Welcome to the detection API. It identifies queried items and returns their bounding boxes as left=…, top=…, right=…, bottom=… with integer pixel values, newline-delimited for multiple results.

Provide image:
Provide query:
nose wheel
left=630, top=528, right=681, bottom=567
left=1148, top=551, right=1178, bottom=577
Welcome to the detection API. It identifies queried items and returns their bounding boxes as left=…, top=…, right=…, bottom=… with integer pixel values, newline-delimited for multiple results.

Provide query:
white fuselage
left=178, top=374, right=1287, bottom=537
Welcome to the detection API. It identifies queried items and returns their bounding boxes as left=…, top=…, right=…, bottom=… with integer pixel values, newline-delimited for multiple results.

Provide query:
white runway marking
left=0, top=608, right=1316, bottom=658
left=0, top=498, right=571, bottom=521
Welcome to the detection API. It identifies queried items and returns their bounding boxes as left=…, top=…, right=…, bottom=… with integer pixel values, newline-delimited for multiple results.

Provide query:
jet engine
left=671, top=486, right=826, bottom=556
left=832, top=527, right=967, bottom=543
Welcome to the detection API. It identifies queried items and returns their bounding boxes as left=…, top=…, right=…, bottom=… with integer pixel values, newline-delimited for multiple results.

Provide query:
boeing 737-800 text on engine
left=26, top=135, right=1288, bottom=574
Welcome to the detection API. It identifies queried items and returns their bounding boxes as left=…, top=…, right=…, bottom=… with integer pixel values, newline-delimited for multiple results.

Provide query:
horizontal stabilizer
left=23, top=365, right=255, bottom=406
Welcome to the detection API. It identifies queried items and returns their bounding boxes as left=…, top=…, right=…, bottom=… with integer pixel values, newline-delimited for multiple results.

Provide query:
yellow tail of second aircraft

§ PROBLEM STATEMENT
Copy all of the records above word for word, keeping every line in its original order.

§ EXERCISE RESULT
Welcome to the detection API. It identifies queried items and returns their bounding boxes as left=…, top=…, right=…, bottom=… with integer pixel values, newline-delimited for multiple results.

Provide image:
Provide query:
nose wheel
left=630, top=528, right=681, bottom=567
left=1148, top=551, right=1178, bottom=577
Welcome to the detection API. It identifies queried items and returns their bounding boxes as left=…, top=…, right=…, bottom=… with integer pixel values, newline-delimited for multiple results.

Provide query:
white fuselage
left=178, top=374, right=1287, bottom=537
Welcome to the detection API. It identifies queried items and returns their bounding boxes as left=…, top=…, right=…, bottom=… with integer pixel values, newline-delimited for multiple results.

Provide query:
white runway marking
left=0, top=608, right=1316, bottom=658
left=0, top=498, right=571, bottom=521
Welcome to the detection API. It identifies queried items and returns their bounding boxes as left=…, top=…, right=…, bottom=… with integer pixel values, newline-delimited for multiple results.

Provide query:
jet engine
left=671, top=486, right=826, bottom=556
left=832, top=527, right=967, bottom=543
Welcome to the detection API. It identifies queried items and returns their bounding boxes as left=…, top=…, right=…, bottom=… with integer pixel values, newline-delimited for multiple results.

Provide query:
boeing 737-800 text on engine
left=26, top=135, right=1288, bottom=574
Welcome to the detection API. It identifies queried items and returns their bounding boxes as left=…, top=…, right=…, bottom=… with integer pixel values, newline-delimited for multiple results.

Provide query:
horizontal stabilizer
left=23, top=365, right=255, bottom=406
Welcome to the detection API. It identifies queried items and returns their bounding boxes as left=…, top=…, right=…, bottom=… with integer pixel values, newline-delimited for multiple results.

Provide query:
yellow tail of second aircraft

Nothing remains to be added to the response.